* START *

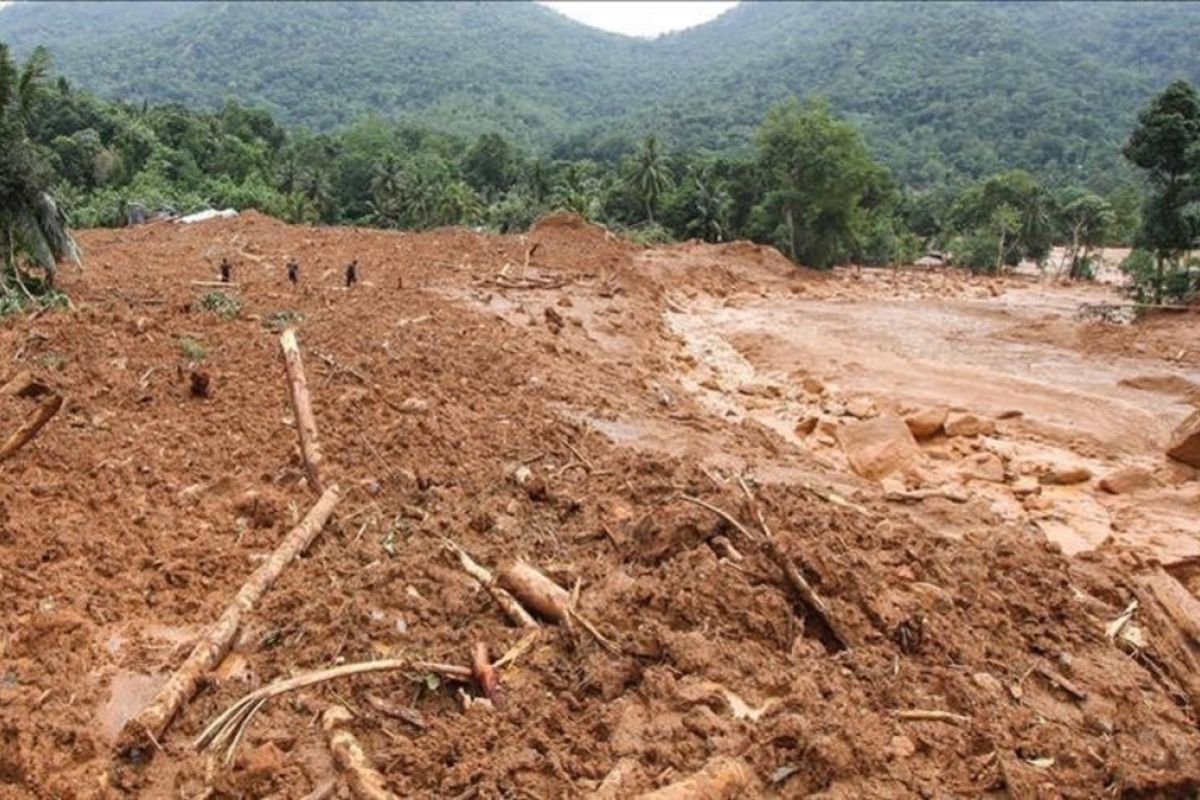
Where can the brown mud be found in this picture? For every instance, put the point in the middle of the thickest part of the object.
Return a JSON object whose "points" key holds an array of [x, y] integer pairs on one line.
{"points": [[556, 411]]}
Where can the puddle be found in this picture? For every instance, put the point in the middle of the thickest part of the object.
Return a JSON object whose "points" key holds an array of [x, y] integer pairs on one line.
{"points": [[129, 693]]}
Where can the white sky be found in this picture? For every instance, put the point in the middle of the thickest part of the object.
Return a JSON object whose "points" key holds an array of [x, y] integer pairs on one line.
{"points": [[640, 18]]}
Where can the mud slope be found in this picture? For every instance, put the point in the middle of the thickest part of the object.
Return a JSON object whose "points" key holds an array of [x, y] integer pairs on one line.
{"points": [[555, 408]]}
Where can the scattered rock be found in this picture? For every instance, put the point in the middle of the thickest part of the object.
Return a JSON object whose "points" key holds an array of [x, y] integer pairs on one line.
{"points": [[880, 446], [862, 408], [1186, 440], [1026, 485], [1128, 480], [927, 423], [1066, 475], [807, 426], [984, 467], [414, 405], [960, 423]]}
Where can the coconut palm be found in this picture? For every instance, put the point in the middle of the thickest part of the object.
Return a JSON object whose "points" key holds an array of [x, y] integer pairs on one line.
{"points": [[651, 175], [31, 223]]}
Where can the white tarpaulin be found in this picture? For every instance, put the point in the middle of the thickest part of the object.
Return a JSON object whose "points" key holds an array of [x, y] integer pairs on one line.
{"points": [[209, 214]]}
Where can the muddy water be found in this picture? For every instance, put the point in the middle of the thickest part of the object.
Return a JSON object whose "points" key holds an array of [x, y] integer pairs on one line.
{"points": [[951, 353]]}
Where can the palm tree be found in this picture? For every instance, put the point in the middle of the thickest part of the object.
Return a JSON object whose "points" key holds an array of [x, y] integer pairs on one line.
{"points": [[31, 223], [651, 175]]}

* END *
* START *

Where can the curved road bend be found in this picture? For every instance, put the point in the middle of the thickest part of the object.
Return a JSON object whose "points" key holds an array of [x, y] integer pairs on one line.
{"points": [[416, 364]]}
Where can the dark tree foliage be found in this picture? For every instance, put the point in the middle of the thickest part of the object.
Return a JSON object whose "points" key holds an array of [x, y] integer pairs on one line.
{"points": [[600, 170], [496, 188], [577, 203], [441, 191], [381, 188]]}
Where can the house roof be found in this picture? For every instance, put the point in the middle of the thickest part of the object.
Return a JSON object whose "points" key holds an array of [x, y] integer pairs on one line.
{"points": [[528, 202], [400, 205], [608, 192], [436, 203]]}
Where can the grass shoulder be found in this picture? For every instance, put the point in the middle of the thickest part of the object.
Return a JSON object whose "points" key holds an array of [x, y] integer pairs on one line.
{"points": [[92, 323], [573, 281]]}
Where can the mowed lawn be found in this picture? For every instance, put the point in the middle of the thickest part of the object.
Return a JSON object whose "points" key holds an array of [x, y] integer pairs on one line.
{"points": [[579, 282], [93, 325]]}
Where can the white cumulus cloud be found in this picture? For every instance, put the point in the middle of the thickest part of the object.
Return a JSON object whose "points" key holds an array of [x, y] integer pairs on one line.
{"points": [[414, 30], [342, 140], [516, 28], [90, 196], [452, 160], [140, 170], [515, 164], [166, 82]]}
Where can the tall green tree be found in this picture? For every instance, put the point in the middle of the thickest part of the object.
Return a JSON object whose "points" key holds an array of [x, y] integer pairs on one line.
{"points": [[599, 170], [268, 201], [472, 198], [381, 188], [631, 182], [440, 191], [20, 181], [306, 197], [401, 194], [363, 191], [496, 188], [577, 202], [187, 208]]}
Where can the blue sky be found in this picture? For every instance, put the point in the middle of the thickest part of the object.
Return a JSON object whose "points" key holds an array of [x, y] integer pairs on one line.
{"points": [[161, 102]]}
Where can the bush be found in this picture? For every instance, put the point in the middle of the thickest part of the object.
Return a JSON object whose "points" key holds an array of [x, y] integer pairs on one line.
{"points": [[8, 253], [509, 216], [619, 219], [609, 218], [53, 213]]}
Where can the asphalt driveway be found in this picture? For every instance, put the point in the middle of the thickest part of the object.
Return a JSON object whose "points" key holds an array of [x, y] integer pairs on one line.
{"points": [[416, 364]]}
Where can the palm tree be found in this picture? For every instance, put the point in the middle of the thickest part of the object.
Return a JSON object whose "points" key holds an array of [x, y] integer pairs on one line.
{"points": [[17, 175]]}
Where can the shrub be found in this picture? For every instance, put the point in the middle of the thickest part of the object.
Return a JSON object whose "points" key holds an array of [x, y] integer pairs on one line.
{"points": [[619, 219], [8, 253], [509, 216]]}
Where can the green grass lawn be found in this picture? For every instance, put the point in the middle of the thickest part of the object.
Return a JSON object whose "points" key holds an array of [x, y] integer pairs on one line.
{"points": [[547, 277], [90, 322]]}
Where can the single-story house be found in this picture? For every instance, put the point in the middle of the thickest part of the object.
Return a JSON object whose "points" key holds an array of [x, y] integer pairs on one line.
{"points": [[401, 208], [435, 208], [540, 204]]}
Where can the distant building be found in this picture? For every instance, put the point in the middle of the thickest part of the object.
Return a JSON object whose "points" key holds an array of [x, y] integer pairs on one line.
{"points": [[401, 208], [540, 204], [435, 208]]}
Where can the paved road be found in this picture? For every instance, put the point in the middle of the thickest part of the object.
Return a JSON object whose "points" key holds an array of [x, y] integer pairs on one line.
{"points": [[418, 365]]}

* END *

WHAT YOU WILL DO: Pull out each line of the records containing the string "green" and copy it. Match case exactly.

COMPLETED EXERCISE:
Where can the tall green tree be found in this picture? For every instance, put the point in the middle of the thickest part of the object.
Where can the green grass lawn be found in this picture? For every instance, put the point in the middle of the thickest part of the object.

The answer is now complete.